Short task 1 » In the investment banking post, how much is the daily food stipend that the commenter's bank provides?
Short task 2 » Reproduce the investment banking post word for word, beginning at the words "The culture of" and stopping after "the top? Nope.".

Future of IB - Accountants, Vets, & Internationals

The culture of IB will not improve. Older men a generation or two behind will not change. What does this mean? A change in workforce until these men retire. 

A2A is a small, insignificant portion. A2s will leave to buy-side and finance as they should. IB is not sustainable for many.

Who is left? Former accountants, vets, and internationals MBAs. Former MC? Tech. Former engineer? MC. Former anything technical? MC.

The younger workforce no longer values hard dollars over interesting work, balance, and personal growth. IB lacks all three.

Will a man who has worked the same way for decades change? Nope. Will he change after earning millions? Nope. Will IB change without change at the top? Nope.

IB is in a death spiral. $100k USD/40 hrs per week is easy to get for anyone that can get IB

Note to senior bankers: Pls fix

 
Most Helpful

Not trying to dampen your mood or anything but this just isn't realistic. I'm very grateful that my "industry colleagues" have managed to convince the banks to raise the base salaries to $100k+ and speaking out about the mistreatment and stuff, but the truth be told, I'm a realist and I just don't really care about the working conditions. I immigrated to America like a decade (before you ask, I'm White and Hispanic, not Asian) ago and I'm very grateful for investment banking. I legitimately don't care about not going out nor not having 'fun' in the traditional way that most college kids define it as. Long hours don't and haven't bothered me because I just don't see it as being something that's that bad. My bank gives me a $25 a day food stipend and I get to live in a studio in NYC that I thought was impossible only a couple years prior. I have no technical abilities beyond typing mediocrely in Excel and enjoying finance a lot, I like reading about history and investing and other things of that sort, so it isn't like if I have a viable alternative that's that much better.

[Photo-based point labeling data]

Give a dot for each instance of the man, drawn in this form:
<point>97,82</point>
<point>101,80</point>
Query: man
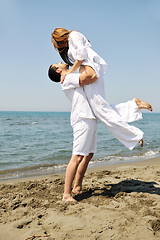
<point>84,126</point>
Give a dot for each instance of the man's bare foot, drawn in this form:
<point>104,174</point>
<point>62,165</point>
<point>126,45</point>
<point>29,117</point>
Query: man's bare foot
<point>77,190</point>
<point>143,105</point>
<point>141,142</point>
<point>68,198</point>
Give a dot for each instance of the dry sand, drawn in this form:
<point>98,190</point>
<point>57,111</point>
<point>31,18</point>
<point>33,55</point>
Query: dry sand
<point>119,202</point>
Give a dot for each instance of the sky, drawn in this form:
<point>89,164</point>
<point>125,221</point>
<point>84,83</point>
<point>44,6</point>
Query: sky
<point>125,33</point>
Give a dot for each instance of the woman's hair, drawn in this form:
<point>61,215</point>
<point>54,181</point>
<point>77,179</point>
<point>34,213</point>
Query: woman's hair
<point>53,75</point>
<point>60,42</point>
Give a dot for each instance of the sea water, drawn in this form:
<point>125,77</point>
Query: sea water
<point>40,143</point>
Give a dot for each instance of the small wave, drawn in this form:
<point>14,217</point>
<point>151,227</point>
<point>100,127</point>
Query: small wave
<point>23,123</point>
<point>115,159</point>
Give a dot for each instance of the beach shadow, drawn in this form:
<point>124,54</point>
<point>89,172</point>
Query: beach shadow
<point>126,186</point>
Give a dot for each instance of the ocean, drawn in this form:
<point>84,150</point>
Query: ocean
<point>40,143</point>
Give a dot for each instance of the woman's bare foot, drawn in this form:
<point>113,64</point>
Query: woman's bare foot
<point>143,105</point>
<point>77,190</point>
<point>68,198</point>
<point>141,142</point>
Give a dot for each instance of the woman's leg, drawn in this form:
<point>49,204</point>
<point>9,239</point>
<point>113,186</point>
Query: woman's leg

Task solution 1 » $25 a day.

Task solution 2 »
The culture of IB will not improve. Older men a generation or two behind will not change. What does this mean? A change in workforce until these men retire. 

A2A is a small, insignificant portion. A2s will leave to buy-side and finance as they should. IB is not sustainable for many.

Who is left? Former accountants, vets, and internationals MBAs. Former MC? Tech. Former engineer? MC. Former anything technical? MC.

The younger workforce no longer values hard dollars over interesting work, balance, and personal growth. IB lacks all three.

Will a man who has worked the same way for decades change? Nope. Will he change after earning millions? Nope. Will IB change without change at the top? Nope.